## Your instructions
An exact, complete copy of the lines below is the expected answer.
───
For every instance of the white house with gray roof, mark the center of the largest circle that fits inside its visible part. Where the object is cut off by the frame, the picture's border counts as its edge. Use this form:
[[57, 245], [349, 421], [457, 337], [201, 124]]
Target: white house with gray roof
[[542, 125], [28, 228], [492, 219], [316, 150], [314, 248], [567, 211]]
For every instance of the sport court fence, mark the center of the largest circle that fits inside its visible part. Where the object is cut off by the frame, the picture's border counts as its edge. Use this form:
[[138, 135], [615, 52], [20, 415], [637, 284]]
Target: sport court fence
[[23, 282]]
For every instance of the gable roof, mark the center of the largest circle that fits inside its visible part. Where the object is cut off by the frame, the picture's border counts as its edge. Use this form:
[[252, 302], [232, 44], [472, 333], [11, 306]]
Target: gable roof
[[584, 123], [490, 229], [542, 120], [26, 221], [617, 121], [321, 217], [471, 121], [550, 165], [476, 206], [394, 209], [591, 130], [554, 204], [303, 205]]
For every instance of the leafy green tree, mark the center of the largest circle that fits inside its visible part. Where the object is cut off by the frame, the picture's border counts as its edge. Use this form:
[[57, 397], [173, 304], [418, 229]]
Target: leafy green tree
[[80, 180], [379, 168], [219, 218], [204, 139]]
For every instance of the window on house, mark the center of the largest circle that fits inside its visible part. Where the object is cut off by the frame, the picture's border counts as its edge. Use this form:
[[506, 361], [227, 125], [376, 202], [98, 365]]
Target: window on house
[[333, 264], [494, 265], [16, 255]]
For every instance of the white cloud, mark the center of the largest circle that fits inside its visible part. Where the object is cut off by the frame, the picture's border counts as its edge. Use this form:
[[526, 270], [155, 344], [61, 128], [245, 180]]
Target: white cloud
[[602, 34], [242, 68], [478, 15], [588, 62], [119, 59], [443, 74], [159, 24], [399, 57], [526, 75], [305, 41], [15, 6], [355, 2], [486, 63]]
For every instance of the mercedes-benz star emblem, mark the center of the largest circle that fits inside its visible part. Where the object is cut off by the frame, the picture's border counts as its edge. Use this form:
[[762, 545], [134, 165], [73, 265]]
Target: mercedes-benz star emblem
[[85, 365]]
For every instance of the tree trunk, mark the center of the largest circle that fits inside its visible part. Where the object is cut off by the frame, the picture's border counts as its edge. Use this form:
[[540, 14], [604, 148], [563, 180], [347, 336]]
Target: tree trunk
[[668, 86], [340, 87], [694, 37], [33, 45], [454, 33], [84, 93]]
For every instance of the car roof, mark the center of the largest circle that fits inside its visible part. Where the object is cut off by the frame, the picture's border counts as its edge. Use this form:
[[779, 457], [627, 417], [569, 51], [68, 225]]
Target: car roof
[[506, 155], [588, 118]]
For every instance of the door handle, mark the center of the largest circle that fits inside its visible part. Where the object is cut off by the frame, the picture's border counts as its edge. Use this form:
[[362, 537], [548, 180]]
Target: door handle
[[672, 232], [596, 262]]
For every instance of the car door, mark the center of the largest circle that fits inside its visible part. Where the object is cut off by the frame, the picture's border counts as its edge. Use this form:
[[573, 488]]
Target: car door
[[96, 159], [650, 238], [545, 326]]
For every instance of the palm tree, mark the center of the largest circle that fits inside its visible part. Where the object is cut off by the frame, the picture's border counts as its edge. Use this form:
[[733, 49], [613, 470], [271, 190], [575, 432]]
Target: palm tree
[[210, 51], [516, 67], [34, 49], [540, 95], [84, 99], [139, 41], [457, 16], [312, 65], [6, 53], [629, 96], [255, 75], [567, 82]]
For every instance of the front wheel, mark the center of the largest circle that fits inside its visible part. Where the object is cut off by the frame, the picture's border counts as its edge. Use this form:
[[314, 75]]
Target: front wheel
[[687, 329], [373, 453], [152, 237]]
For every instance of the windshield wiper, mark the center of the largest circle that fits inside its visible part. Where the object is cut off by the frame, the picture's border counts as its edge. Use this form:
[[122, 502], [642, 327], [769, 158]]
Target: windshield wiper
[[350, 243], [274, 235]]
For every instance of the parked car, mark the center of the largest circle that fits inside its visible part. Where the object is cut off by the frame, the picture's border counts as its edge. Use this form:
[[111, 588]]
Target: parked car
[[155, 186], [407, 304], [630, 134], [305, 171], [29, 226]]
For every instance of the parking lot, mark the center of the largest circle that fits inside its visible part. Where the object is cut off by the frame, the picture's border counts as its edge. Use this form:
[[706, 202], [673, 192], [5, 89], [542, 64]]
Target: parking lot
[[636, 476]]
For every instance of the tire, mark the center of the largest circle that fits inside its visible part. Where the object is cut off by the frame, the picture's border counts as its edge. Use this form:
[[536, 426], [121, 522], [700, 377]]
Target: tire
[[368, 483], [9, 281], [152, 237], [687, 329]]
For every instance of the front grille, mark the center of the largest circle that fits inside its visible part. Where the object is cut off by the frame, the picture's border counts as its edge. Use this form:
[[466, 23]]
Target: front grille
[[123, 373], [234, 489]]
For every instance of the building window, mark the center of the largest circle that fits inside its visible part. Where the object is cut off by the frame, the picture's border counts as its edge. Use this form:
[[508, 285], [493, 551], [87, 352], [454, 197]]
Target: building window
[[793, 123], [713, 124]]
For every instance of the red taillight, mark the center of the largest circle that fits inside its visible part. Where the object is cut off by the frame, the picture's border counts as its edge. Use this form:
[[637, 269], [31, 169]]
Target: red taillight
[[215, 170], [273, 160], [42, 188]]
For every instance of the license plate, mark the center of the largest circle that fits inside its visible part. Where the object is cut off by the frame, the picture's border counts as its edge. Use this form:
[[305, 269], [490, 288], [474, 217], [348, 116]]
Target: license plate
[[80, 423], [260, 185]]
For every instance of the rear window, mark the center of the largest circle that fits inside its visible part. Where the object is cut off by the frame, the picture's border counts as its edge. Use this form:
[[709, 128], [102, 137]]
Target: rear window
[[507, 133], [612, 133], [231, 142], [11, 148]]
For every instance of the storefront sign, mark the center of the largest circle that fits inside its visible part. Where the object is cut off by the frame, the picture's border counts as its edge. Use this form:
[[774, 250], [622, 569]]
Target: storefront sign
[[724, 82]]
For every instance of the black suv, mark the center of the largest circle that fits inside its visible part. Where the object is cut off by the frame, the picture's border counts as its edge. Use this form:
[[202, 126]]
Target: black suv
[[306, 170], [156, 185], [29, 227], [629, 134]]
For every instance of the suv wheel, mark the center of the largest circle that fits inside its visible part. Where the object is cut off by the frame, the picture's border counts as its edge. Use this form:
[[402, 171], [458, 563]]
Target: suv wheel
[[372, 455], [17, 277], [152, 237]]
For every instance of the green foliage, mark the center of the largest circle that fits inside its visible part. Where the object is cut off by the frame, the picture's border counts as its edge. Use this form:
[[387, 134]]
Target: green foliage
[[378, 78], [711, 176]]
───
## Solution to this exercise
For every instance of the white house with gray roof, mark the center of the largest circle that fits inside its visible part. Where the object is cut off by the frame, the picture's border counts as its edge. Use this form:
[[57, 245], [349, 421], [457, 337], [201, 124]]
Target: white house with gray roof
[[542, 125], [28, 228], [492, 219], [316, 150], [314, 248], [567, 211]]
For every instance of the sport court fence, mark the center of the largest circle that fits inside its visible part. Where the object is cut off by the frame, the picture's border counts as its edge. Use this form:
[[138, 135], [615, 52], [20, 415], [637, 284]]
Target: sport court fence
[[23, 282]]
For every instance of the gable roof, mark the center of the largest circle that fits inside its visible part. Where the object is cut off by the frame, the picture's border counts as its edge. Use this form:
[[252, 302], [232, 44], [472, 333], [11, 306]]
Target: gable roof
[[584, 123], [490, 229], [542, 120], [26, 221], [617, 121], [321, 217], [471, 121], [550, 165], [476, 206], [394, 209], [591, 130], [554, 204], [303, 205]]
For every instance of the leafy green tree, mark the center of the largest circle that fits inside its visible part. Where the object is cut off by the frame, the picture's border counts as its edge. Use this form:
[[57, 397], [173, 304], [418, 229]]
Target: leafy green tree
[[80, 180], [379, 168], [219, 218], [204, 139]]
For every instance of the window on house, mark the center of the largest circle that fits inside its visible part. Where the object is cut off by the frame, the picture's border counts as its edge. Use this form:
[[506, 361], [227, 125], [376, 202], [98, 365]]
Target: window on house
[[333, 264], [494, 265], [16, 255]]
For every instance of the white cloud, mark the center of the largest circle that fits inside its visible part. Where the object is cut off by the frame, the picture's border counts as its edge. Use this form:
[[526, 270], [155, 344], [61, 128], [245, 180]]
Target: white cloud
[[602, 34], [242, 68], [478, 15], [588, 62], [119, 59], [443, 74], [159, 24], [399, 57], [526, 75], [305, 41], [15, 6], [355, 2], [486, 63]]
For every instance of the mercedes-benz star emblem, mark the center of the largest circle that fits inside its visible part. Where the object is cut off by the frame, the picture's border counts as its edge. Use this form:
[[762, 545], [134, 165], [73, 265]]
Target: mercedes-benz star emblem
[[85, 365]]
For every instance of the tree trunk, mark the center of the largest circle that fits inside its visible part. Where the object is cut off by the frame, the picture's border counts as its edge. Use this form:
[[540, 14], [604, 148], [563, 180], [347, 336]]
Target: tree trunk
[[668, 86], [340, 87], [694, 37], [33, 45], [454, 33], [84, 93]]
For every instance of the car roof, mark the center of the largest circle that fits inside its visible part. Where the object is cut off by the frame, the picture's border counts as its edge. Use this form:
[[779, 457], [627, 417], [569, 51], [68, 225]]
Target: car roof
[[506, 155], [588, 118]]
For every instance of the door handle, mark the center of the largest circle that fits inside its visible part. Where the object is cut off by the frame, the picture's border counts as its edge. Use this form:
[[362, 537], [548, 180]]
Target: door handle
[[672, 232], [596, 262]]
For every instance of the car door, mark the center of the largest circle that fits inside its visible part. Where the object is cut off by the frame, the picture's border counts as its edge. Use this form:
[[573, 488]]
Target: car door
[[96, 159], [650, 238], [545, 326]]
For every instance of the palm tree, mark the center of the largest circle that fits inside its visible part. Where the object is cut off by the frame, the picture's border counts as its edge. Use this form:
[[733, 49], [613, 470], [271, 190], [575, 432]]
Target: palm tree
[[210, 51], [516, 67], [34, 49], [540, 95], [84, 99], [139, 41], [457, 16], [312, 65], [6, 53], [629, 96], [255, 75], [567, 82]]
For every instance of the front wheel, mark the center of the largest circle that fits inside its visible part. Where the object is cut off by the frame, the picture's border counts as its edge. Use this form:
[[314, 75]]
Target: front wheel
[[687, 329], [373, 453], [152, 237]]
For every instance of the windshield wiper, mark the center of the largest circle that fits inside its visible part. Where the object is cut off by the frame, the picture's border counts as its edge. Use this form:
[[122, 502], [642, 327], [769, 158]]
Target: windshield wiper
[[350, 243], [274, 235]]
For every instance of the parked car, mark the center of the largest circle that fits inside its visible part. Where the object is cut off by the frame, the picture's border counts as its edge. Use this form:
[[111, 588]]
Target: parked car
[[155, 186], [407, 304], [630, 134], [305, 171], [29, 226]]
For every instance of the parking lot, mark the center of the largest circle that fits inside its visible part. Where the object is cut off by the frame, the picture's border counts as its edge. Use this form:
[[706, 202], [673, 192], [5, 89], [542, 64]]
Target: parking lot
[[636, 476]]
For every instance of the tire, mark the center of the largest circle that fits inside its visible part. Where the object is cut off by the frame, the picture's border counts as its edge. Use this form:
[[536, 426], [121, 522], [700, 377]]
Target: tire
[[368, 483], [9, 281], [152, 237], [687, 329]]
For every instance of the front grille, mark the center of the largest circle that fits inside its visible part. Where the object is cut off by the frame, the picture's border counts as its edge. Use this form:
[[466, 23]]
Target: front grille
[[123, 373], [234, 489]]
For every instance of the building window, mark the center of the largest circle that fits inside its visible part. Where the object is cut off by the frame, the picture's border counts as its edge. Use this form:
[[508, 285], [493, 551], [87, 352], [454, 197]]
Target: building window
[[793, 123], [713, 124]]
For every instance of the red taillight, mark the center of the largest circle that fits inside its visible part. Where the object is cut off by the frame, the picture's border counts as its edge. Use this form:
[[637, 269], [31, 169]]
Target: red taillight
[[215, 170], [273, 160], [42, 188]]
For every instance of the license plate, mark the center of the largest circle that fits inside its visible part. Where the object is cut off by the frame, the picture's border counts as its edge. Use this form:
[[305, 269], [490, 288], [474, 217], [348, 116]]
Target: license plate
[[80, 423], [260, 185]]
For every instance of the rear window, mark the center of the largest circle that fits inside its visible part. Where the object is cut off by the frame, the picture's border counts as its edge. Use this form:
[[709, 128], [102, 137]]
Target: rear window
[[507, 133], [612, 133], [231, 142], [11, 148]]
For every instance of the storefront sign, mark the center of the largest circle that fits inside its visible part. Where the object is cut off by the frame, the picture's border counts as its edge. Use this form:
[[774, 250], [622, 569]]
Target: storefront sign
[[724, 82]]
For every instance of the black suv, mark the center of the largest circle that fits inside its visible part. Where the object is cut off by the frame, the picture's border counts as its edge. Use this form:
[[202, 126]]
Target: black suv
[[306, 170], [156, 185], [29, 227], [629, 134]]
For every instance of the suv wheel, mark the center of the largest circle that fits inside its visible part. Where the object is cut off by the frame, the picture's border counts as its edge. Use this form:
[[402, 171], [458, 563]]
Target: suv wheel
[[372, 455], [17, 277], [152, 237]]
For every instance of the green foliage, mark the center of the largest circle that fits inside its visible part. Where the object is cut off by the frame, the picture's border counts as its edge. Use this form:
[[387, 134]]
Target: green foliage
[[378, 78], [711, 176]]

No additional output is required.